_Passage shown_:
I hate cutting my nails. Whether it’s my fingernails or toenails, nails are uncomfortable and mostly outrageous to deal with. I have nothing against people who do appreciate their nails, the people who style them and beautify them, but to me personally, that’s never been something within the male gender norm and as a result I haven’t felt too passionately about them. Again, that’s not to say those who do appreciate them are in the wrong though.
My nails are a product of my genetics, and they grow back quickly regardless of whatever I do on them. When I cut them, I do so knowing that within two weeks they’ll be fully grown again and back their talon-like size. It’s frustrating to have to deal with, but in the end, it’s just part of my life at this point. I like the act of clipping nails, the satisfying sound that the clipper makes as it sinks its metallic body through the nail, but it doesn’t make up for the annoying and obnoxious rest of the process. It’s just a satisfying part of it that helps to lessen the wound.

_Exercise aim_:
Extend the personal essay about cutting nails, picking up after its last sentence and keeping the same voice.

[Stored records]
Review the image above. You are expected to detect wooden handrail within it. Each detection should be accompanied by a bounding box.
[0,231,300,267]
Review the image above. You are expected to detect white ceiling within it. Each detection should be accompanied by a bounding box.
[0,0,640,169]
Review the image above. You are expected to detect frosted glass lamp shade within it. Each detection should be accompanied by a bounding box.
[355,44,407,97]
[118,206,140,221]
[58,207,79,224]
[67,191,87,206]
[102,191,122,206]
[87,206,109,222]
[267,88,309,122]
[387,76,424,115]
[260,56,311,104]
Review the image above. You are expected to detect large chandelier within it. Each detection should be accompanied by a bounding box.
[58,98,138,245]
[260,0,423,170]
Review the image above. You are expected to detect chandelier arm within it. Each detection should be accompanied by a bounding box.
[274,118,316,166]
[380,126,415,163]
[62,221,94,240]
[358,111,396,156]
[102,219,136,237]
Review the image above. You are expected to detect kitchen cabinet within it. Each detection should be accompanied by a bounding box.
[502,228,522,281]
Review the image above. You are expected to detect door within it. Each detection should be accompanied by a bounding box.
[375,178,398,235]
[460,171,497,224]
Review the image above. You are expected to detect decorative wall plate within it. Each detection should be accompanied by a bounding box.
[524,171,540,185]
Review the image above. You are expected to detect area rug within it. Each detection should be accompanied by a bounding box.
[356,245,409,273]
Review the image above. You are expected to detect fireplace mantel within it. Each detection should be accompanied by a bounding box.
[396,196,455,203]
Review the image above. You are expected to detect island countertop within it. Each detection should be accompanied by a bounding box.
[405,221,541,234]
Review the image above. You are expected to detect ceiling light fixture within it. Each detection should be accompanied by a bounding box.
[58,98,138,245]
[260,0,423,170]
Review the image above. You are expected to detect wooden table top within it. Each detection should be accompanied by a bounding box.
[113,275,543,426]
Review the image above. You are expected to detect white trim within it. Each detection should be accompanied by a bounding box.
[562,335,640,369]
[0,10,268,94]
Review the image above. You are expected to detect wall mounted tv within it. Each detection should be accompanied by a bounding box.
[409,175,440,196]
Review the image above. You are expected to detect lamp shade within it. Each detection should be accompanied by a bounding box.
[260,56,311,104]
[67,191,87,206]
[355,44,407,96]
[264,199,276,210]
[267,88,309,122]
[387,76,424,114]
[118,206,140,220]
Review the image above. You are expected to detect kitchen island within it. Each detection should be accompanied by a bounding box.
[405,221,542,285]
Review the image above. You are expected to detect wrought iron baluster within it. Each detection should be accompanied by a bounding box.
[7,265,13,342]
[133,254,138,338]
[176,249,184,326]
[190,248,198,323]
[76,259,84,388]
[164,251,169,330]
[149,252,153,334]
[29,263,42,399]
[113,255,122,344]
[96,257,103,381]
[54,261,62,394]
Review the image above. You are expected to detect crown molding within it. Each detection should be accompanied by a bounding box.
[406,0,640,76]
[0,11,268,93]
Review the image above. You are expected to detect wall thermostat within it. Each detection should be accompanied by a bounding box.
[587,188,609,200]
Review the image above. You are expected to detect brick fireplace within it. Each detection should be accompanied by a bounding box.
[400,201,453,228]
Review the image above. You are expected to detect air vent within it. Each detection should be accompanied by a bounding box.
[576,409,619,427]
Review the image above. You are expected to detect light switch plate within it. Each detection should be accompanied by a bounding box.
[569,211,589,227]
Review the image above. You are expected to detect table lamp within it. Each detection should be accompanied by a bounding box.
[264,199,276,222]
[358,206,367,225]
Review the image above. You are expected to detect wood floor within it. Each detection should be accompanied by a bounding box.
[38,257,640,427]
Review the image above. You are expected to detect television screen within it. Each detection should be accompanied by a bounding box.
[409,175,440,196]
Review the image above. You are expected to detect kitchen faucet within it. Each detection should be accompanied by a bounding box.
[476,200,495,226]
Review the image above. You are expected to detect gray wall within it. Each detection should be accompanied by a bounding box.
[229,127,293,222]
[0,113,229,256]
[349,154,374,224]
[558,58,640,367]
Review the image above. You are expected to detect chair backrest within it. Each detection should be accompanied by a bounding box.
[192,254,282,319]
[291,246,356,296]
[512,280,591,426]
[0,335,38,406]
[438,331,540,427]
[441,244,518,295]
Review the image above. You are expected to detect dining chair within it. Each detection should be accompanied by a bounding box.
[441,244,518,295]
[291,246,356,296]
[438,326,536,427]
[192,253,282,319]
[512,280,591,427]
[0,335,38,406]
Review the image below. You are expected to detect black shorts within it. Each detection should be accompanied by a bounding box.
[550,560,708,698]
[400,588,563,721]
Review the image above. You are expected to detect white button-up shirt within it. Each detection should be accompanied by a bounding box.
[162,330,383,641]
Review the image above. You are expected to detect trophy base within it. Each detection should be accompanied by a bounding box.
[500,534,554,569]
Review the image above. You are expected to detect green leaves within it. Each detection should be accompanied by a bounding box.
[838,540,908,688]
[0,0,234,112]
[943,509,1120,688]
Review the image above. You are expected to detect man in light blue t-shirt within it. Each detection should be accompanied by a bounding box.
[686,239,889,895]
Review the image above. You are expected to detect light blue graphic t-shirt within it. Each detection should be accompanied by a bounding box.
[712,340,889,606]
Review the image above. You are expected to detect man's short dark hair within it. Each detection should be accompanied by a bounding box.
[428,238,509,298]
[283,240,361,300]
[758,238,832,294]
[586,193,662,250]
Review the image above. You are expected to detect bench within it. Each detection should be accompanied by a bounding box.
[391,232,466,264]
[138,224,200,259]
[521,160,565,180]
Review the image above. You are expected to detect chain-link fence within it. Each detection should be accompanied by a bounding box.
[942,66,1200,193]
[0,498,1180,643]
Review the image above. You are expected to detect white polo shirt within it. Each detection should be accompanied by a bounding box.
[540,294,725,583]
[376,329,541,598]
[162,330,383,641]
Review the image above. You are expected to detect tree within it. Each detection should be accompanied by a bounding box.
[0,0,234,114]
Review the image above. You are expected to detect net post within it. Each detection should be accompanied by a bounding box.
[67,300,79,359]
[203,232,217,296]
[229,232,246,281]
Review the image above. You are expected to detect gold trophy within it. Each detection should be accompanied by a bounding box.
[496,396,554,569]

_Answer box_:
I don’t often talk about the small things, the tiny bits of life that slip under the surface and don’t go talked about often. I’d like to do this more often, but I worry that I will run out of space or I won’t have enough words to fit the 300 word quota. In cases like those, I just need to get meta and talk about blogging at the end, in order to fulfill the 300 words and do away with any doubt about it all. That’s the trick. So much has come up recently that I could be talking about instead, but I sometimes feel more comfortable spending time like this.